# What is required:
Wherever the string "below" appears in the listing, copy that line.

# Record extracts:
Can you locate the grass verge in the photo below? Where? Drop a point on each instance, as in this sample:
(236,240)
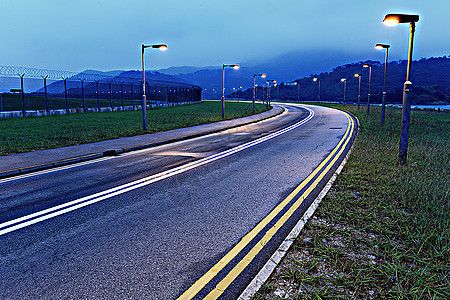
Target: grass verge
(382,231)
(29,134)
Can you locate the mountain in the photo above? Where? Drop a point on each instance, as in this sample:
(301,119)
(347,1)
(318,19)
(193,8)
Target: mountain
(174,71)
(430,78)
(285,67)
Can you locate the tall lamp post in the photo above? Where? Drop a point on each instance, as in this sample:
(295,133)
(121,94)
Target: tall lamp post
(318,96)
(370,77)
(383,99)
(345,86)
(144,98)
(236,67)
(254,88)
(393,19)
(359,87)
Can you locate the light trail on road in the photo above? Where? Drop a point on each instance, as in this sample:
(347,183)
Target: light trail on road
(58,210)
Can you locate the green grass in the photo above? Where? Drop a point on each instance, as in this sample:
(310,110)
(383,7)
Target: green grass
(29,134)
(383,230)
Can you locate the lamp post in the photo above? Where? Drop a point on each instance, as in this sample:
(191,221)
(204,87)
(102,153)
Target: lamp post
(370,77)
(254,88)
(383,99)
(268,90)
(236,67)
(144,98)
(359,87)
(393,19)
(318,96)
(345,86)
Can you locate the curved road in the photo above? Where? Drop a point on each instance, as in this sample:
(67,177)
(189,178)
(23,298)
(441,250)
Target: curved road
(193,219)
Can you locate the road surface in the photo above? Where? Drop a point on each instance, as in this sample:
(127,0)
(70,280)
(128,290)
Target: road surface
(193,219)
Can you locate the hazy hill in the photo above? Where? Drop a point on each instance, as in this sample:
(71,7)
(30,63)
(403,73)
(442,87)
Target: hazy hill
(430,78)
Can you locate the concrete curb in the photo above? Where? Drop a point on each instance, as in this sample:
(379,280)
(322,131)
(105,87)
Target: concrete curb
(19,171)
(278,255)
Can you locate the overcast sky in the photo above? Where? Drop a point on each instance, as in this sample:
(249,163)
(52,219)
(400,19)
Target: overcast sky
(76,35)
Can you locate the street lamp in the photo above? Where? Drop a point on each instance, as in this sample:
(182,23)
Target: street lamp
(317,79)
(144,98)
(359,87)
(268,90)
(236,67)
(393,19)
(368,95)
(383,99)
(345,86)
(254,88)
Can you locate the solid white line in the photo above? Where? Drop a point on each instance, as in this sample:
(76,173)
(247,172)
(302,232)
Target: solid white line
(84,201)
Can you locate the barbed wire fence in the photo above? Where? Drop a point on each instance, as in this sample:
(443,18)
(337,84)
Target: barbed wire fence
(39,89)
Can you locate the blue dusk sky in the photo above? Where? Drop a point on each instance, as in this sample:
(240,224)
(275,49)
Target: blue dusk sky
(76,35)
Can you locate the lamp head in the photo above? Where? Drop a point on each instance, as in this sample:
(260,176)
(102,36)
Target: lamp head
(162,47)
(394,19)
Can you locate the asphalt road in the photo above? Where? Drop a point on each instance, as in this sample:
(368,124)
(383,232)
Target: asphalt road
(150,233)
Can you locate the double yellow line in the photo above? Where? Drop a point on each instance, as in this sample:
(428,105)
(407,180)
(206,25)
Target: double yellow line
(243,263)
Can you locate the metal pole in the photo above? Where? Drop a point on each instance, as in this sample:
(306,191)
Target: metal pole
(318,97)
(144,99)
(368,95)
(21,88)
(65,91)
(345,87)
(132,104)
(82,92)
(254,93)
(121,92)
(110,94)
(98,96)
(383,99)
(45,93)
(359,90)
(406,106)
(223,91)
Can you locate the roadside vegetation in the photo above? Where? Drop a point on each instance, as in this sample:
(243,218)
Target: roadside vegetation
(383,230)
(30,134)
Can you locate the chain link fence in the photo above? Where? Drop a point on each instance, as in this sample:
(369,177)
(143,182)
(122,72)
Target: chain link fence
(24,89)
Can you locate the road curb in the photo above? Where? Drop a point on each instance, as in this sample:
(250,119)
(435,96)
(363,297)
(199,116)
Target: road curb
(278,255)
(113,152)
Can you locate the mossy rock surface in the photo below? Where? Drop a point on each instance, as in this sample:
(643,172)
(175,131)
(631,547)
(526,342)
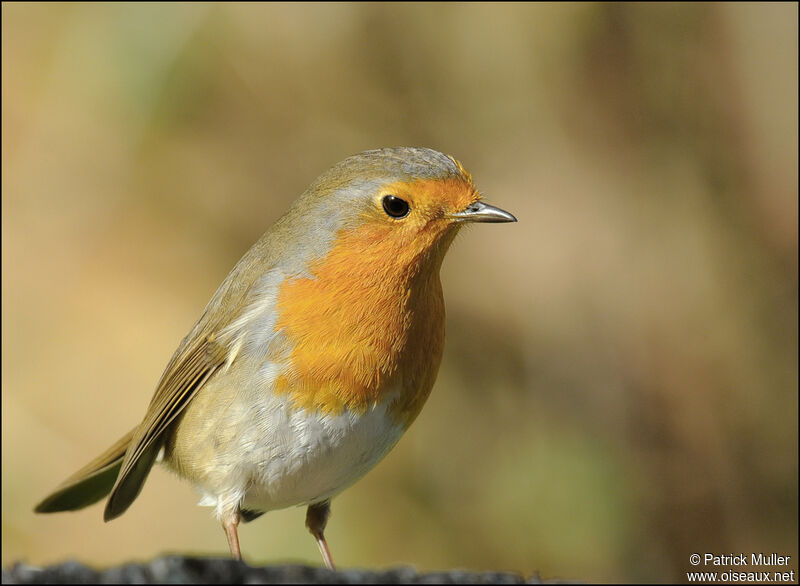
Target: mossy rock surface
(188,570)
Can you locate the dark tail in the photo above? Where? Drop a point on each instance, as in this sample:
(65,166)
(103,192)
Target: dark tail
(89,484)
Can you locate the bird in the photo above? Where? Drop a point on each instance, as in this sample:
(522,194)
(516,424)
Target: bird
(314,355)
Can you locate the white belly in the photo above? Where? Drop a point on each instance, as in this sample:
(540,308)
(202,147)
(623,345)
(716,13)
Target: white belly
(290,457)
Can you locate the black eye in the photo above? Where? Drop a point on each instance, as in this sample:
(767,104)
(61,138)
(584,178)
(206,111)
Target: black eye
(395,207)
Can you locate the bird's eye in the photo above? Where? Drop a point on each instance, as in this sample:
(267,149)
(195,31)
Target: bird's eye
(395,207)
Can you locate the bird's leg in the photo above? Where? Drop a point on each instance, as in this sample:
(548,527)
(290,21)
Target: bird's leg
(316,519)
(230,522)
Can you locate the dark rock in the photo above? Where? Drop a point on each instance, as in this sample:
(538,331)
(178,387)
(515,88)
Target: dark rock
(188,570)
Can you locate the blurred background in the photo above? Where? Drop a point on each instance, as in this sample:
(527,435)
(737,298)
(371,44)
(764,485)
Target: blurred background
(619,387)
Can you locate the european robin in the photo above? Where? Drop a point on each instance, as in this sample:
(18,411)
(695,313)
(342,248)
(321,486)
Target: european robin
(314,355)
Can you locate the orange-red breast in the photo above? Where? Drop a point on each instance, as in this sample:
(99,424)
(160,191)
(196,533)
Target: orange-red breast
(314,355)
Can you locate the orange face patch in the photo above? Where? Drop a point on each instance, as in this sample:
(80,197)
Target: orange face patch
(370,322)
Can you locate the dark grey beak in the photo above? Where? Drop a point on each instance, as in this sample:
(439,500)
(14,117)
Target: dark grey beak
(483,212)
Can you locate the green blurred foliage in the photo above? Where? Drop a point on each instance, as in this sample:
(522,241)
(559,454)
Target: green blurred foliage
(619,388)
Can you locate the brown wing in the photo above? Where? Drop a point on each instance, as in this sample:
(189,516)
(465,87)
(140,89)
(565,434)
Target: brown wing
(191,366)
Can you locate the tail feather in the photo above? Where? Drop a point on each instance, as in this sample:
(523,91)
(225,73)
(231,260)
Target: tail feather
(89,484)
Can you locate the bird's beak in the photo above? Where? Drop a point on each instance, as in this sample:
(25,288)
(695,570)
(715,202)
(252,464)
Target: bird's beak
(482,212)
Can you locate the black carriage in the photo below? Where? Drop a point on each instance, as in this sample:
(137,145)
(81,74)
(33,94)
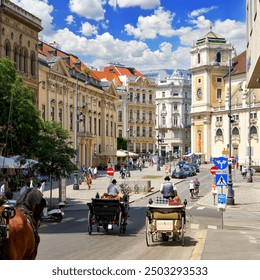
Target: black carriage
(106,213)
(165,221)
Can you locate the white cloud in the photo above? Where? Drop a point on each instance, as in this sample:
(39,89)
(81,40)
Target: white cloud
(91,9)
(150,26)
(143,4)
(88,30)
(198,12)
(70,19)
(39,8)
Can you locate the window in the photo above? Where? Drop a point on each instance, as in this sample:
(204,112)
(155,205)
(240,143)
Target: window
(219,133)
(131,114)
(235,131)
(52,113)
(120,116)
(71,120)
(60,115)
(150,132)
(218,57)
(219,119)
(219,93)
(253,131)
(138,131)
(150,115)
(144,99)
(144,132)
(150,98)
(138,114)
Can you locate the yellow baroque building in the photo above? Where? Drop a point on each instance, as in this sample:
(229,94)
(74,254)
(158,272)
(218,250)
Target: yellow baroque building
(215,69)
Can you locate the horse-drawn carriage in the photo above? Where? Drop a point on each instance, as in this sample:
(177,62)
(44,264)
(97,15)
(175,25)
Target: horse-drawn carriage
(164,221)
(107,212)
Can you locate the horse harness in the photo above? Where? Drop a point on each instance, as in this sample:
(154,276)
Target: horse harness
(7,213)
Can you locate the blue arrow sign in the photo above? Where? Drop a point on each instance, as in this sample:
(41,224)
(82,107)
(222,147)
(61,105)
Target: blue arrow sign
(221,163)
(221,179)
(222,199)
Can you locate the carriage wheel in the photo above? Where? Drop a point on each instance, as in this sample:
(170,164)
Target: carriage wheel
(182,231)
(89,223)
(165,237)
(148,234)
(121,223)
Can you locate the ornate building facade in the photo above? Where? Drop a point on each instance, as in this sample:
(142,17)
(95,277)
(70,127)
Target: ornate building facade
(87,108)
(19,40)
(218,88)
(173,101)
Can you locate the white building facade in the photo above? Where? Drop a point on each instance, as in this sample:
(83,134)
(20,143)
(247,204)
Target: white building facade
(173,101)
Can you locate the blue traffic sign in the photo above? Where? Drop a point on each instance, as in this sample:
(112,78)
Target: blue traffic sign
(222,198)
(221,163)
(221,179)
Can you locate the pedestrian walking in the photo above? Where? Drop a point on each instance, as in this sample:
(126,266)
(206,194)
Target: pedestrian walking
(95,172)
(89,181)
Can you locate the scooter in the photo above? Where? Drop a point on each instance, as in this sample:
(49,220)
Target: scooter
(53,215)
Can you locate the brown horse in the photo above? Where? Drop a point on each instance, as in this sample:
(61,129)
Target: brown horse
(23,240)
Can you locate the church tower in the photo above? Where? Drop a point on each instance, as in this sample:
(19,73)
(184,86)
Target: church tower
(209,66)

# Answer space:
Can you locate the grass verge in the photo below? Where? Drop a point on each instance, as in this sample:
Can you locate the mossy rock surface in the photo below? Where? Drop a point on each instance, as in this sample:
Can you locate the black carriage in the photo below? Where? Drop a point on each instance, as in this sample:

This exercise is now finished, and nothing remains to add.